What you should do -> Any pictures in the records below should be skipped; write out everything else exactly.

Task data ->
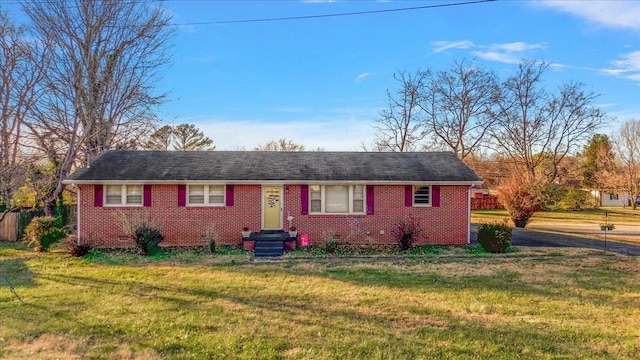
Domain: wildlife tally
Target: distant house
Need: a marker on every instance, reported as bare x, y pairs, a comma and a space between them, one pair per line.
357, 195
605, 198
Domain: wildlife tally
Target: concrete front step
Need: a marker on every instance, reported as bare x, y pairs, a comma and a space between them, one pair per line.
269, 243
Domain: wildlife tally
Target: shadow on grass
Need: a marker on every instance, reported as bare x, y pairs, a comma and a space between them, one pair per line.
414, 330
265, 310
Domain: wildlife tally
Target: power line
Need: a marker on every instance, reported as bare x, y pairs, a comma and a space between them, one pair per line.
304, 17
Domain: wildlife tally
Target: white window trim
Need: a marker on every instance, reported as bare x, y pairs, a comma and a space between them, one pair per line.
206, 196
351, 199
123, 196
413, 195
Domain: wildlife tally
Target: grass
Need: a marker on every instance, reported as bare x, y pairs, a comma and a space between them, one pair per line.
197, 305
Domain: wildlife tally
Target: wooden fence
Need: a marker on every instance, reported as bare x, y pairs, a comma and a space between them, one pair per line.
485, 203
12, 227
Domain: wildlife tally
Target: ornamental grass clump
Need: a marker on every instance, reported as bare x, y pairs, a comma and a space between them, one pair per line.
44, 231
147, 239
495, 237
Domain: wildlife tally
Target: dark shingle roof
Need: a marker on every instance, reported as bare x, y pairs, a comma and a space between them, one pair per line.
257, 166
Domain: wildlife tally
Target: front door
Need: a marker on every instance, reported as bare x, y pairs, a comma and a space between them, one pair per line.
272, 207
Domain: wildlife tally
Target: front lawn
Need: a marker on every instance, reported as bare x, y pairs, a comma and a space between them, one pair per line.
196, 306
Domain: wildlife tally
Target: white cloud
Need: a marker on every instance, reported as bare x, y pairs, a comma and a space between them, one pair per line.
446, 45
336, 130
518, 46
362, 77
205, 59
508, 53
502, 57
287, 109
618, 14
628, 66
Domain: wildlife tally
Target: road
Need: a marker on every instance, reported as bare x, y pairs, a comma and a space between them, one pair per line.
571, 235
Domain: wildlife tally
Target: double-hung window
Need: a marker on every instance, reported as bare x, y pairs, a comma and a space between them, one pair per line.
421, 195
336, 199
123, 195
206, 195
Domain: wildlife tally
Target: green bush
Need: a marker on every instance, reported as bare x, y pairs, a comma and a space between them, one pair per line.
147, 239
495, 237
406, 231
43, 231
79, 250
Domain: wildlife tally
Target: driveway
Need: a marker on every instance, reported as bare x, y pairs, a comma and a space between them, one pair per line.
545, 238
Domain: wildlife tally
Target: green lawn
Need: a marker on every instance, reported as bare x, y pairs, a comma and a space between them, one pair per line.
196, 306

Output for this exercise ->
Domain: wildlife tally
Target: distant house
Need: a marker on every instance, reported as bare x, y pairs, a comma and a space between them, one pair per line.
357, 195
605, 198
Domain: wildlife tally
Target: concrete front step
Need: a marker on every instance, reported as bare x, y pairs, a comma and a space between them, one pair per line.
269, 243
Domain: wildlife tally
Target: shadow on grass
Need: a marker on every instance, reported as bare x, y pairs, a comma and a space between them, one pair per line.
414, 330
265, 310
Domain: wildlife tally
Target: power line
Need: a marker on every instance, reported as bare x, y pairs, a comma and a space between them, one pair per line.
304, 17
Domain: wildlife tally
Target: white window trim
Need: a marker on every instance, reported as bare x, y pairs, a comma and a space between them, one pair per line.
206, 196
351, 199
123, 196
413, 195
Domain: wildlife tally
Target: grass
Need: a marker on every instance, reported as bare x, y pairs, a comma and a space between them, one pair per line.
197, 305
Domain: wildlife tally
Target: wooden fence
Need: a marker on every instance, reported as bare x, y pairs, a comma and a space between them, one pair per line.
485, 203
12, 227
Domain: wildlife tally
Target: ornamental grass clump
Need: a marker on every instance, reported as bare x, y pairs, a comma and a space between them, one pair per line.
44, 231
147, 239
495, 237
Domain: wildlife tally
Target: dark shingle roof
Need: a marker on every instance, reported as bare x, y pairs, a comma and a space between them, one pair per line.
257, 166
Domain: wildlife tally
Target: front door
Need: a marker on every instance, reported as bare x, y pairs, a comma and a space between them, one pair per line.
272, 207
Domain: wildlife tally
Target: front lawn
Need: a marker on every instance, reported as bare x, y pairs, a comma and a space between them, one pair per line.
196, 306
Domain: wildlife tally
Target: white cloud
Need: a marker on every instance, reported as bare x, y pairs, a comma and a space between them, one pair per line.
446, 45
336, 130
518, 46
362, 77
205, 59
508, 53
502, 57
287, 109
618, 14
628, 66
Domain: wildlife tally
Target: road
Need: a marker on every instance, reported as bare x, y pairs, a comma and a space between them, one pair per line.
571, 235
Domain: wildlife tally
Target: double-hung window
Need: a marker on every instance, reported as bare x, y pairs, a comma and a space between them, one pair per line.
421, 195
336, 199
123, 195
206, 195
Domain: wildlife tally
Target: green bush
Need: a marker on every instance, reported as bare x, y pairs, a comma and a space between them, one pair per line.
147, 239
495, 237
406, 231
43, 231
79, 250
Domain: wildlife tally
Target: driveway
Need: a marker on every instance, reported as bare x, y pairs, a comma and a space between them, one pair per line.
545, 238
Domain: wildlife tally
Target: green lawn
Need: a marker on every instance, reported as bare x, y pairs, a comma and a space between them, one pair per line.
196, 306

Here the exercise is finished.